*What is being asked*.
Quote the records below word for word, please, from the very first line through the one that contains "TARGET: the green tree foliage", and nothing beyond it.

Saved data entries:
=-=-=
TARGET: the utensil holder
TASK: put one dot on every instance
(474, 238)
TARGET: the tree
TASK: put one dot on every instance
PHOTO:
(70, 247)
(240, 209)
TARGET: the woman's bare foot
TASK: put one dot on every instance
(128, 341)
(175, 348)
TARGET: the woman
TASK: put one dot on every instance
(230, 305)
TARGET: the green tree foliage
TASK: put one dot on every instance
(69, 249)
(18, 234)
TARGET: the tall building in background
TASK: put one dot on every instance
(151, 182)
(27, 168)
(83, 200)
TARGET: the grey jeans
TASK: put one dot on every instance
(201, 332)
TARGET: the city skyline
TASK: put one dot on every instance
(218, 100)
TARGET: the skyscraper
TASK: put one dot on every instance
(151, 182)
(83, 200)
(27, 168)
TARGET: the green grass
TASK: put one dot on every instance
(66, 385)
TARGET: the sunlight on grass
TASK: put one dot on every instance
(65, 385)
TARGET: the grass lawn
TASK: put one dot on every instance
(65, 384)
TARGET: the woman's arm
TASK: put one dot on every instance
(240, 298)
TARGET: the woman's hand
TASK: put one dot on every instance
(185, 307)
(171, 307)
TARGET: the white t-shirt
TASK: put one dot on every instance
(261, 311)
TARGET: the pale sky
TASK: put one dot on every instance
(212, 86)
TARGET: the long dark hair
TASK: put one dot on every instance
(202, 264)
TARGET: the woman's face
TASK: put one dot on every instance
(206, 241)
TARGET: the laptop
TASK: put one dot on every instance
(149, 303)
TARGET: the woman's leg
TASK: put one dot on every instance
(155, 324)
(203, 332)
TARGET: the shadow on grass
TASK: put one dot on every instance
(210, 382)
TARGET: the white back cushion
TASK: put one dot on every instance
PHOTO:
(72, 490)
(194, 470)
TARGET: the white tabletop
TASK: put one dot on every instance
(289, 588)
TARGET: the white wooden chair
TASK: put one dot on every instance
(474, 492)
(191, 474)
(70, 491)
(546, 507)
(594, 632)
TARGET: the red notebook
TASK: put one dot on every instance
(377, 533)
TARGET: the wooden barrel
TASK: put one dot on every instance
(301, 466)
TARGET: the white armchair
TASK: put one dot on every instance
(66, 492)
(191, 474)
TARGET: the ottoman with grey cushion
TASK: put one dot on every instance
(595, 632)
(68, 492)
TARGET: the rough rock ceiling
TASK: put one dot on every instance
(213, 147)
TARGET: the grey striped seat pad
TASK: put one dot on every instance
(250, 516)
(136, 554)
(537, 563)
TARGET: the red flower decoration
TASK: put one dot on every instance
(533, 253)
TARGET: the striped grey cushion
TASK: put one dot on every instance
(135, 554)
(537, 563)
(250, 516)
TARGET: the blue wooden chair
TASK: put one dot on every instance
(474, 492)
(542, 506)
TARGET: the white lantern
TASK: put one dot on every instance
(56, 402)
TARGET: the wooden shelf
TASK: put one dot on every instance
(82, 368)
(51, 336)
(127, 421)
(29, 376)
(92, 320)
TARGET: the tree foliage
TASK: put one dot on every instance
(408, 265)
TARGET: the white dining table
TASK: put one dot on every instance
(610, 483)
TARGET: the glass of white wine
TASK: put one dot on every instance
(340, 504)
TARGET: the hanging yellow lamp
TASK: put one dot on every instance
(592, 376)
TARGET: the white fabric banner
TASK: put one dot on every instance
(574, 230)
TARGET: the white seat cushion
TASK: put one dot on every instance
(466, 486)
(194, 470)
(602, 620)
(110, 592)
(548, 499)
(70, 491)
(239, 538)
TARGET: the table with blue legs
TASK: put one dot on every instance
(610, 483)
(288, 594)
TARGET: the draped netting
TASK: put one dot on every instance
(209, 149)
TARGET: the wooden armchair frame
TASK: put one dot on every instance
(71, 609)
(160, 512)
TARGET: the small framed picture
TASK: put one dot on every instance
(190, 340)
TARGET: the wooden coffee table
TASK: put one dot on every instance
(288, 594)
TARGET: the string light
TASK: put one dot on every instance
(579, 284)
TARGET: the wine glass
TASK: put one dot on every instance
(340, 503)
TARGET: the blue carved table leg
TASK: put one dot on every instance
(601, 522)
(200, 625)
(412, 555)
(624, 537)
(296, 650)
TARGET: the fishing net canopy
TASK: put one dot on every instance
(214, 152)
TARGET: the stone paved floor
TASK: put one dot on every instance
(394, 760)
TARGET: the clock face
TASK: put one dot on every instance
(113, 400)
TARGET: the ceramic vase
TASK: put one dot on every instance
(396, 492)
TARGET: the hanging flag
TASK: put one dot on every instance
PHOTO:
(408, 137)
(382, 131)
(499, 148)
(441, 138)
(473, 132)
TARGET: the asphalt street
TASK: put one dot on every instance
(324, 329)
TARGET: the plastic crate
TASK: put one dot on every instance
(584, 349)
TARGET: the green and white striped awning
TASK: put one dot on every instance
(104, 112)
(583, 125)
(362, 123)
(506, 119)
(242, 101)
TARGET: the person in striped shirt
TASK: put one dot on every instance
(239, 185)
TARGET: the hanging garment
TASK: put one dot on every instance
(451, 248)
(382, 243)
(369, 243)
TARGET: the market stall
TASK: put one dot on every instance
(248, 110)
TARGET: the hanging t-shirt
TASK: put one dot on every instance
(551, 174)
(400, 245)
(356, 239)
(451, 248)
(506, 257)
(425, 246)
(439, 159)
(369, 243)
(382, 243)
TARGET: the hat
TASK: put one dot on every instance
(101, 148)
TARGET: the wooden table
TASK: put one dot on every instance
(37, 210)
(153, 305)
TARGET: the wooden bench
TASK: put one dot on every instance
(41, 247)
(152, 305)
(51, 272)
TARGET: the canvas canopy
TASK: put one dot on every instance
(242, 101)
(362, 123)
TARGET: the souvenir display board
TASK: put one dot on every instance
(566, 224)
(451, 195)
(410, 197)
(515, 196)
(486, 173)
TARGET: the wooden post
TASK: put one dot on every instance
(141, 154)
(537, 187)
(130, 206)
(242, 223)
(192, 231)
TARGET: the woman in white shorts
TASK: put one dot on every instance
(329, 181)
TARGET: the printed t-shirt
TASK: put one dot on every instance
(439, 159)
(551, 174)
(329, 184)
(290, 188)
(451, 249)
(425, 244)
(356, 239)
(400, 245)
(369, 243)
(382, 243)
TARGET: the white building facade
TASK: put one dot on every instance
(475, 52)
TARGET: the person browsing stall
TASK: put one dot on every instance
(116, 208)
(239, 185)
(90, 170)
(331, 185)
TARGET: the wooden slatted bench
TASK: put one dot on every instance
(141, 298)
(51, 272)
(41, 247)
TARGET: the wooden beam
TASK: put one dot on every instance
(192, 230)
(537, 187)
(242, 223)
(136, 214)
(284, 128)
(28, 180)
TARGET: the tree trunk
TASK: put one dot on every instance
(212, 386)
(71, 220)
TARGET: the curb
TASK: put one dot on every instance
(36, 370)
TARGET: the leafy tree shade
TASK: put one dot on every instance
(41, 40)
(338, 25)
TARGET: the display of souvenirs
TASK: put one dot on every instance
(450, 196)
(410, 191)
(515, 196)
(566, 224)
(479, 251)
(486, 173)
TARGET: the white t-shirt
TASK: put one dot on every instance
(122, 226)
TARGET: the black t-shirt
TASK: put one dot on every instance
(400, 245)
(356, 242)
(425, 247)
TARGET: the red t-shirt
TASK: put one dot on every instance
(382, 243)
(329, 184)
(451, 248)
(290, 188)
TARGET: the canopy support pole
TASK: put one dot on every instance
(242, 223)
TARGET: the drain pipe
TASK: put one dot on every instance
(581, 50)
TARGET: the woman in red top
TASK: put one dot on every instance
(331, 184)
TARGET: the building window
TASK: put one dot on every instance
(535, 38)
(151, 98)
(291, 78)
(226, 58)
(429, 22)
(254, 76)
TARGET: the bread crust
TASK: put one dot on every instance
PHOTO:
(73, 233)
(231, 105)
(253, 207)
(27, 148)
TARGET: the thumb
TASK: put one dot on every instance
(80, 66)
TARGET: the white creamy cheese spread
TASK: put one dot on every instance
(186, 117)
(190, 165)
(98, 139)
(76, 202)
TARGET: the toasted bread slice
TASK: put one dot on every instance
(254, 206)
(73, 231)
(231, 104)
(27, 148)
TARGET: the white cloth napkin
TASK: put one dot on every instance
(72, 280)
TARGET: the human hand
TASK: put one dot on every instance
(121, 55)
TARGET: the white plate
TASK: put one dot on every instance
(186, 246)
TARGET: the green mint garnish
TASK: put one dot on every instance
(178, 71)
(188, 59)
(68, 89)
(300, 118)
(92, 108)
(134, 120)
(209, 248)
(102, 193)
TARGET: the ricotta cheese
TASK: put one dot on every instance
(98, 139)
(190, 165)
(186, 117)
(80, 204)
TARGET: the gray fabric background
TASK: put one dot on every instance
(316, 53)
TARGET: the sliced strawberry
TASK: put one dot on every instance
=-=-=
*Written response*.
TARGET: the utensil holder
TASK: put one dot on every instance
(474, 238)
TARGET: the tree
TASK: put one dot on every instance
PHOTO:
(70, 247)
(240, 209)
TARGET: the woman's bare foot
TASK: put one dot on every instance
(128, 341)
(175, 348)
TARGET: the woman
TASK: put one dot on every instance
(230, 305)
TARGET: the green tree foliage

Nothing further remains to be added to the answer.